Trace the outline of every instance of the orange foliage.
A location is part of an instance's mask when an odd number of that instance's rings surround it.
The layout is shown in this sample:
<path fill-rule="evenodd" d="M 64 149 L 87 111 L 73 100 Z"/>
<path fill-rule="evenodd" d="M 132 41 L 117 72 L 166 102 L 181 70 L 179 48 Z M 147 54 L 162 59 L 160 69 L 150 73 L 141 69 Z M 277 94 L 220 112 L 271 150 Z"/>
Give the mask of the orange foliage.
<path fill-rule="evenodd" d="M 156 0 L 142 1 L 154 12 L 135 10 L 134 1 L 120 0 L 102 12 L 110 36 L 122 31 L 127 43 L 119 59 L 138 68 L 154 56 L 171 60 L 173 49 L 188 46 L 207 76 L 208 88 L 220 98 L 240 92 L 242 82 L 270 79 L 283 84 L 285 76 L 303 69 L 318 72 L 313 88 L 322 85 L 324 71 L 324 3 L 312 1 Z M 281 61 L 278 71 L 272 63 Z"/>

- - - -

[Your goal] Could you copy the data above word for word, leaving nothing out?

[Answer to the problem]
Trace the outline of every instance of the orange foliage.
A location is part of an instance's mask when an odd number of that instance's rings surround it.
The layout is shown in this sample:
<path fill-rule="evenodd" d="M 64 149 L 87 111 L 73 100 Z"/>
<path fill-rule="evenodd" d="M 132 41 L 117 72 L 166 102 L 181 70 L 179 48 Z M 147 54 L 162 59 L 160 69 L 150 73 L 141 69 Z M 277 94 L 220 112 L 271 150 Z"/>
Give the mask of the orange foliage.
<path fill-rule="evenodd" d="M 156 0 L 142 1 L 154 12 L 135 10 L 134 1 L 120 0 L 102 12 L 110 36 L 122 31 L 127 43 L 119 59 L 138 68 L 154 56 L 171 60 L 173 49 L 188 46 L 207 76 L 208 88 L 220 98 L 240 92 L 242 82 L 270 79 L 283 84 L 285 76 L 303 69 L 318 72 L 313 88 L 322 85 L 324 71 L 324 3 L 312 1 Z M 281 61 L 278 71 L 272 63 Z"/>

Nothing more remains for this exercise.